=== PROMPT ===
Each line of the material beneath should be duplicated exactly.

########

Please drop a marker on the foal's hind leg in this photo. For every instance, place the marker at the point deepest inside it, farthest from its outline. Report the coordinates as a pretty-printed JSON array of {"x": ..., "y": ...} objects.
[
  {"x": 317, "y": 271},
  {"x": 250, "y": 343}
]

########

=== WRITTEN SOLUTION ===
Please drop a marker on the foal's hind leg in this photo. For every instance, place the marker at the point deepest inside it, farthest from its outline. Report the coordinates as a pretty-printed JSON array of {"x": ..., "y": ...} objects.
[
  {"x": 317, "y": 271},
  {"x": 250, "y": 343}
]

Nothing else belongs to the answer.